FRAGMENTO PARA LEER -
★ ★ ★ ★

Saturday, 18 January 2014
Tomado de El Austroliberal, Birmingham 10 de Enero de 2014,
por Jorge A. Soler Sanz
Nos gustaría reconocer al lector el hecho de que este autor siempre ha sido anarquista de una forma más o menos coherente a lo largo de toda su vida. Pero lo nuestro ha venido a ser una toma de consciencia paulatina sobre algo que de alguna manera siempre ha estado presente en nuestras vidas aunque haya sido de forma latente. De jóvenes (no implique el lector aquí que ya no lo somos) no éramos muy conscientes de este hecho, pero siempre nos hemos comportado ante el Estado como si se tratara de un enemigo declarado. Recuerdo en una ocasión, allá por 1999, donde me negué a pagar la tasa de mi DNI, frente a la estupefacción e incredulidad del funcionario que en ese momento sostenía en la mano nuestro carnet, por no tratarse de un pago voluntario. En aquel entonces no alcance a comprender la idea de estar obligado por ley a pagar por algo que todo el mundo sabe es obligatorio. La idea de que el Estado podía obligarme por un lado a poseer un carnet y pagarlo por el otro me pareció una contradicción imperdonable. El agravio fue tal, que me fui de la comisaria sin carnet y, para decirlo todo, la verdad es que sigo sin él desde entonces. La ofensa de exigirme por ley que pagara por algo me pareció tan grave que en verdad todavía me dura. ¿Qué sentido tiene obligar a alguien a pagar por algo frente a lo cual no se da ninguna alternativa? O expresado de otro modo, ¿Tiene sentido obligar por ley que un ciudadano pague por algo o que contrate un servicio? Y si esto es así, ¿Qué fuente del derecho lo justificaría?
Decía Almudena Negro el otro día en el Instituto Juan de Mariana que el IRPF debería de abolirse por poner éste en el punto de mira al individuo, que siempre será "sospechoso" frente al Estado de producir riqueza. Aquí no se trataba de quitar importancia a la parte económica del asunto (penalizar la producción, recordaba Almudena), sino en señalar su aspecto político (un ciudadano que no ha roto la ley no debe de ser sospechoso de nada, como tampoco se puede exigir de él que declare contra su voluntad). Esto me hizo recordar un encontronazo que tuve aquí en Inglaterra con la policía hace ya un tiempo por bajar una cuesta de noche con la bici haciendo manual mientras regresaba a casa de casa de unos amigos. De verdad que no somos unos imprudentes (la calle estaba desierta), pero cómo sabemos que no hay nada en el manual contra este tipo de actividades, me negué a darle mi nombre al agente al objeto de que no me multara. El policía, por su parte (un poco desde el descrédito) me informó que no tenía derecho a reservarme esta información y me ordenó de inmediato que se la comunicara. Ante esto yo le pregunté ¿pero agente, si como hombre privado de libertad tengo derecho a permanecer en silencio, no le parece a usted que como hombre libre también lo debería de tener y con más razón?, pero tras decir esto me arrestaron y acabé en la comisaría. Al final me tuvieron que soltar sin multa ni cargos, pero, todo hay que decirlo, en el entretanto me pasé unas horitas en el calabozo acusado de "negarme a declarar contra mí mismo." Y después de todo, la verdad es que se podrían haber ahorrado el trabajo, pues ya les advertí de entrada que no era posible multarme en base a la presente normativa (ni siquiera tengo carnet de conducir), pero entiendo que para la policía un ciudadano que se niega a declarar contra sí mismo ha de ser de lo más sospecho.

★ ★ ★ ★

DATOS GUARDADOS -

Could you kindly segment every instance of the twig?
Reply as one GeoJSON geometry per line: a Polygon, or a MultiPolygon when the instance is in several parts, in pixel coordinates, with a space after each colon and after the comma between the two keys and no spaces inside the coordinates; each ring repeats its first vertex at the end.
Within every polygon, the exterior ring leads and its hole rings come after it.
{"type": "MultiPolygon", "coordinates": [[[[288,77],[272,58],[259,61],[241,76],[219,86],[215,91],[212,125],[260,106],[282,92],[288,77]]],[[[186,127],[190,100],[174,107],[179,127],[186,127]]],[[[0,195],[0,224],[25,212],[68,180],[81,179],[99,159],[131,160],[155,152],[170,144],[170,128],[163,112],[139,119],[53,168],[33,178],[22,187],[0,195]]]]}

★ ★ ★ ★

POR HACER -
Por favor, resume el párrafo del fragmento que empieza con «Nos gustaría reconocer al lector» y conserva sus datos principales.

RESPUESTA -
El autor admite que siempre ha sido anarquista, de forma más o menos coherente, aunque lo fue descubriendo poco a poco. De joven no era consciente de ello, pero siempre trató al Estado como a un enemigo declarado. Hacia 1999 se negó a pagar la tasa del DNI, ante el asombro del funcionario. Le parecía una contradicción que la ley lo obligara a tener el carnet y, además, a pagarlo. Se fue de la comisaría sin él y desde entonces sigue sin carnet. La ofensa todavía le dura. Se pregunta si tiene sentido obligar por ley a un ciudadano a pagar por algo o a contratar un servicio sin alternativa, y qué fuente del derecho lo justificaría.